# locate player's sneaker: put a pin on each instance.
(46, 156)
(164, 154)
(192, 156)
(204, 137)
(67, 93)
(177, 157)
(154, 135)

☆ ☆ ☆

**DESCRIPTION OF THE TASK**
Turn the rows above into a two-column CSV with the headers instruction and answer, giving one line per row. Place each row's text and its answer in separate quoted fields, with any line breaks replaced by spaces.

**RESPONSE BELOW**
instruction,answer
"# locate player's sneaker: put a pin on each instance.","(46, 156) (164, 154) (192, 156) (204, 137) (67, 93) (177, 157) (154, 135)"